- EXCERPT -
"""
Executing Abaqus Model in Taverna

I'm pretty new to both Taverna and Abaqus but I am trying to run an Abaqus model using a "Tool" in Taverna remotely on a HPC. This works fine if I already have my model file and inputs on the HPC but I need a way of uploading the files dynamically in Taverna (trying to generically wrap Abaqus models).
I've tried adding a input port that takes a file list but I don't know how I can copy it to the "location" that I've set for the tool. Could a beanshell service be the answer or can I iterate through the file list and copy them up before executing the abaqus model?
Thanks
When you say that you created an input port that takes a file list, I guess you mean an input to the tool service.
Assuming the input port is called my_file_list, when the tool service is run, it will take a list of data values on port my_file_list. As an example, say it has "hello", "hi" and "hola" is the three values in the list.
"""
- DATA EXCERPTS -
"""
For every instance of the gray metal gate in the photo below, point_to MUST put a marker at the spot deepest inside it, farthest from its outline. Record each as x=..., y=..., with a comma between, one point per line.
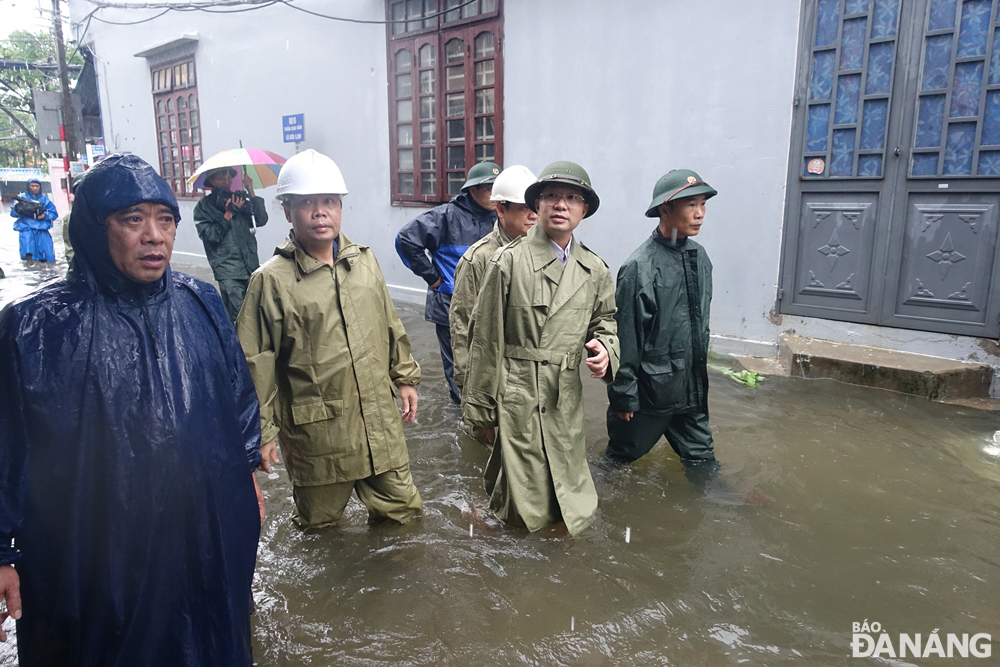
x=894, y=189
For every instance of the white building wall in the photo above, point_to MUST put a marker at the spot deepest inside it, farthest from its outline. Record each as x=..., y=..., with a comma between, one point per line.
x=253, y=68
x=631, y=89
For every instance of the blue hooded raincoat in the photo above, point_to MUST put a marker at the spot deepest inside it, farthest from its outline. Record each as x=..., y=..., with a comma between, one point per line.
x=35, y=238
x=129, y=428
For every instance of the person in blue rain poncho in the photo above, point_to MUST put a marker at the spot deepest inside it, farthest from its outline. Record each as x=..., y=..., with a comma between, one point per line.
x=129, y=433
x=36, y=242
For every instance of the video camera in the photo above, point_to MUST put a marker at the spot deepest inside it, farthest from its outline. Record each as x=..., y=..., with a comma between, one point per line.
x=224, y=196
x=28, y=208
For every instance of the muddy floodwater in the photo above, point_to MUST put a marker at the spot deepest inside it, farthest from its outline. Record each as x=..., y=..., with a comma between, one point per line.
x=835, y=505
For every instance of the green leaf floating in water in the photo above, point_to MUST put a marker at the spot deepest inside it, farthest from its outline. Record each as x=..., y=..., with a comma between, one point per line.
x=748, y=378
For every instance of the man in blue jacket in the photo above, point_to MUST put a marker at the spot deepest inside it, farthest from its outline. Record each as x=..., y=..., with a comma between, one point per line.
x=129, y=433
x=34, y=225
x=445, y=233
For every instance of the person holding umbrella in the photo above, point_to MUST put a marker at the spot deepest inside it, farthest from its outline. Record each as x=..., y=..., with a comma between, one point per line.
x=225, y=221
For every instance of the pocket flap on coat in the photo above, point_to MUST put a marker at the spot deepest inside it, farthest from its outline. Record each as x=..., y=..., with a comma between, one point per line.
x=318, y=411
x=659, y=366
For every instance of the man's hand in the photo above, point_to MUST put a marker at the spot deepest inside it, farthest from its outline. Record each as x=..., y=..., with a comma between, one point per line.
x=408, y=394
x=598, y=363
x=10, y=590
x=260, y=496
x=268, y=455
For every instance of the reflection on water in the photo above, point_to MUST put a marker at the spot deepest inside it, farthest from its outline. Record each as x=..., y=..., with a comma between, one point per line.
x=840, y=504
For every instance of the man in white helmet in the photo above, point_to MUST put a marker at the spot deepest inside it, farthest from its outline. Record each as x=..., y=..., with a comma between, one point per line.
x=514, y=219
x=327, y=353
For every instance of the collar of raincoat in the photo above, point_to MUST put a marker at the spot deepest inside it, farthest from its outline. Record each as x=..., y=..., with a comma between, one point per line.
x=667, y=242
x=542, y=251
x=348, y=252
x=116, y=182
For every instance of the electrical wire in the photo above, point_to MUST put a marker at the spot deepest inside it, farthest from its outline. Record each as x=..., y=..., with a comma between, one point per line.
x=211, y=8
x=131, y=22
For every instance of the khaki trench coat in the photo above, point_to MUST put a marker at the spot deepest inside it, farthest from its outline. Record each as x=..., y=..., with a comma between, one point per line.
x=325, y=348
x=530, y=324
x=469, y=275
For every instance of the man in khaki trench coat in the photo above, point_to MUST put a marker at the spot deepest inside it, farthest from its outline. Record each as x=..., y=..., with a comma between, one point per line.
x=514, y=219
x=547, y=301
x=327, y=353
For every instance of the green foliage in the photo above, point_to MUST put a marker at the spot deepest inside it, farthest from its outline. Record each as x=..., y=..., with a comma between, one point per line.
x=751, y=379
x=16, y=148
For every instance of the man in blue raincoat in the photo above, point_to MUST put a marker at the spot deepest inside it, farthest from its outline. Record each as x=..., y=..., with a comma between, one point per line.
x=129, y=433
x=445, y=233
x=34, y=225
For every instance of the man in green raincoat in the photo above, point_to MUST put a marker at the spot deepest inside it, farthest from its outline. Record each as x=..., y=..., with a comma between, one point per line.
x=547, y=302
x=514, y=219
x=225, y=224
x=328, y=354
x=664, y=295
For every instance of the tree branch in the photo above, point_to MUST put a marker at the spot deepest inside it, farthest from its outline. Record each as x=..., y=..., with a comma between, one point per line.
x=20, y=125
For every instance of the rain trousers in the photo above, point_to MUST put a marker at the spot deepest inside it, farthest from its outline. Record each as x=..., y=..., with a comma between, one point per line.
x=664, y=297
x=445, y=232
x=35, y=239
x=230, y=245
x=469, y=277
x=326, y=348
x=528, y=329
x=128, y=433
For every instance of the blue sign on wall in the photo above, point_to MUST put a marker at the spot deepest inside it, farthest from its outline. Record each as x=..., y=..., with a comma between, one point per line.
x=293, y=128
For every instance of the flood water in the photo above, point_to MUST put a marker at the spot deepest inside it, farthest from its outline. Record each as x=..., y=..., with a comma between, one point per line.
x=835, y=504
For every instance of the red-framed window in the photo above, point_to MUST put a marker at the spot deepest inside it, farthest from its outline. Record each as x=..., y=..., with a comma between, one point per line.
x=178, y=126
x=445, y=93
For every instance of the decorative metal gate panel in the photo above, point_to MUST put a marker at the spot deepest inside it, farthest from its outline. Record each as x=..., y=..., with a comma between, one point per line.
x=893, y=206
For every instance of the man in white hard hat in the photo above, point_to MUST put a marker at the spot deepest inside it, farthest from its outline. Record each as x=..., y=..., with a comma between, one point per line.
x=327, y=353
x=226, y=222
x=514, y=219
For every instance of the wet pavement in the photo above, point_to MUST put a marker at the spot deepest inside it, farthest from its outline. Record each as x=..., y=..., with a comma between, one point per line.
x=835, y=504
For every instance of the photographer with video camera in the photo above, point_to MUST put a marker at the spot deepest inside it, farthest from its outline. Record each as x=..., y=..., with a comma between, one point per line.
x=225, y=223
x=35, y=213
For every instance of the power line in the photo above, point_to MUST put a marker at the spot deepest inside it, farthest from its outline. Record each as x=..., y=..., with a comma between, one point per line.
x=210, y=6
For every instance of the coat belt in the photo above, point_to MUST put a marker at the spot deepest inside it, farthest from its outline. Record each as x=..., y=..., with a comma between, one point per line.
x=540, y=354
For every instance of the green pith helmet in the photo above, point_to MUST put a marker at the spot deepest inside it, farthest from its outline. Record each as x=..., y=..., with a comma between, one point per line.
x=566, y=172
x=481, y=174
x=677, y=184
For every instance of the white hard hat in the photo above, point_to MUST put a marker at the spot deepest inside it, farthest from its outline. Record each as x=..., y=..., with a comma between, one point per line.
x=511, y=184
x=310, y=173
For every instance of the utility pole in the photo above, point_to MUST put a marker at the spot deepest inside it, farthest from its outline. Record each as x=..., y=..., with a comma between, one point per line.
x=67, y=131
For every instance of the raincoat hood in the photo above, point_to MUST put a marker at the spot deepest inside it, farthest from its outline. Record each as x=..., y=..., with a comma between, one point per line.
x=117, y=182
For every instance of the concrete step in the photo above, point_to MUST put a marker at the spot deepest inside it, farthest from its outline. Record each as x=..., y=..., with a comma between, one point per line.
x=917, y=374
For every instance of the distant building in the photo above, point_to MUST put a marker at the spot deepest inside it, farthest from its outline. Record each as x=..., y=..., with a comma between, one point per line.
x=855, y=143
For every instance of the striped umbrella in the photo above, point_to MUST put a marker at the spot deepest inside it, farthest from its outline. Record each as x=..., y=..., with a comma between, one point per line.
x=260, y=166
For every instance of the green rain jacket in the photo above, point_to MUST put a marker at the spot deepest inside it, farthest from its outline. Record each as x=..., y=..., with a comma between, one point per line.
x=326, y=349
x=664, y=295
x=469, y=276
x=230, y=245
x=528, y=329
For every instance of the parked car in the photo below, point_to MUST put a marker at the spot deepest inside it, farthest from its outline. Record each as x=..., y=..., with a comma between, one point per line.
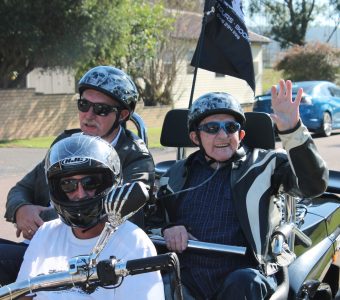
x=319, y=109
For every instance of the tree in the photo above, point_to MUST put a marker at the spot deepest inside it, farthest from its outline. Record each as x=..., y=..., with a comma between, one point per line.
x=139, y=48
x=134, y=35
x=313, y=61
x=38, y=33
x=288, y=19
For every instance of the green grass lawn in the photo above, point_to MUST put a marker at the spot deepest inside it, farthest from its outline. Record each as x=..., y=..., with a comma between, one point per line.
x=45, y=142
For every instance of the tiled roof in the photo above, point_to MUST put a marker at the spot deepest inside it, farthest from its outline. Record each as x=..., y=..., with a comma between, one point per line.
x=188, y=26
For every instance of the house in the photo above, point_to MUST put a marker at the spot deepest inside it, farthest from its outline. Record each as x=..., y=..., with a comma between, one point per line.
x=187, y=31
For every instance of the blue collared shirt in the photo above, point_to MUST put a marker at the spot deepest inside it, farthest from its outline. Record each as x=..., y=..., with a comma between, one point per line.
x=209, y=212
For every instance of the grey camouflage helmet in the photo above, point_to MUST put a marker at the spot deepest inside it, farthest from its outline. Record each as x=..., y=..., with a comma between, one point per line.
x=112, y=82
x=211, y=104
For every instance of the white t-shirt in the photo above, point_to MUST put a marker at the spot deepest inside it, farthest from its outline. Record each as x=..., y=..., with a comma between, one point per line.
x=54, y=244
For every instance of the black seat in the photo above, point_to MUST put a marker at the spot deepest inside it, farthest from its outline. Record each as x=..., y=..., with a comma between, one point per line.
x=259, y=130
x=259, y=134
x=174, y=134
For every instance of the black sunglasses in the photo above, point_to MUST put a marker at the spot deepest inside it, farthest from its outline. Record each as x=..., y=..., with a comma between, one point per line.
x=99, y=109
x=90, y=182
x=215, y=127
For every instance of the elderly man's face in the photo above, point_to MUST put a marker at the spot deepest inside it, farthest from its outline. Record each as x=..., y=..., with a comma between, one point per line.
x=96, y=125
x=221, y=145
x=78, y=187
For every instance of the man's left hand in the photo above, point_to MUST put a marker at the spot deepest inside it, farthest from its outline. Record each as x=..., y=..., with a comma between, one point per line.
x=285, y=111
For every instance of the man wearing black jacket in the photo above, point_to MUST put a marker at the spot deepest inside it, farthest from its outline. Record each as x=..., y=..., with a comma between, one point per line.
x=107, y=99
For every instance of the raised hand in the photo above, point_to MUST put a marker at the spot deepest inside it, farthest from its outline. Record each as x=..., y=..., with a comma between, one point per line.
x=285, y=111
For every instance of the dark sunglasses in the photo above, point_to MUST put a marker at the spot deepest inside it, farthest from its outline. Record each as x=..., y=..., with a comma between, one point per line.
x=99, y=109
x=90, y=182
x=215, y=127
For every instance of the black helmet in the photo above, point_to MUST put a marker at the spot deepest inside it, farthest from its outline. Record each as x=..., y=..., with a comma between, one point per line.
x=211, y=104
x=112, y=82
x=76, y=155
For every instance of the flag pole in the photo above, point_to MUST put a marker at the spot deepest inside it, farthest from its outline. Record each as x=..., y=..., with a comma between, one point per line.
x=201, y=38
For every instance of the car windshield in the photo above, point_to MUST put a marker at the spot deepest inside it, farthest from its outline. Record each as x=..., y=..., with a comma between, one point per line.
x=308, y=87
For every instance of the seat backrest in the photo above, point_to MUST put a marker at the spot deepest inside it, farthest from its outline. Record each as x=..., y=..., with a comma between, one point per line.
x=259, y=130
x=138, y=122
x=175, y=130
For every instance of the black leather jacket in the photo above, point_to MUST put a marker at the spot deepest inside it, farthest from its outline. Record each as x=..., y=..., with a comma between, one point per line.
x=256, y=176
x=136, y=161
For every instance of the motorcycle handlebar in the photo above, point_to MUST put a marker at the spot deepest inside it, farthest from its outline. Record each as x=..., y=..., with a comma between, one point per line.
"""
- JOB 1 -
Answer these from the Taverna thread:
(a) On what does the poster try to run the Abaqus model remotely?
(b) What kind of service does the poster ask might be the answer?
(c) What name does the reply assume for the input port?
- JOB 2 -
Write out the stretch of the Taverna thread from "Assuming the input" through "in the list.".

- RIGHT ANSWER 1 -
(a) A HPC
(b) A beanshell service
(c) my_file_list

- RIGHT ANSWER 2 -
Assuming the input port is called my_file_list, when the tool service is run, it will take a list of data values on port my_file_list. As an example, say it has "hello", "hi" and "hola" is the three values in the list.